• [WHAT IS NEEDED]
Output all of the listing below, leaving every line unchanged.

• [MATERIAL PROVIDED]

- Opening Delimiter -

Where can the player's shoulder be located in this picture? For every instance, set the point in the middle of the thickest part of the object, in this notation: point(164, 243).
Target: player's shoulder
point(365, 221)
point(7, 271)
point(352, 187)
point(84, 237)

- Closing Delimiter -

• [REPLY]
Where can the player's shoulder be located in this picture? For every instance, set the point in the middle of the thickest part of the object, in this notation: point(164, 243).
Target: player's shoulder
point(365, 221)
point(7, 271)
point(352, 187)
point(84, 237)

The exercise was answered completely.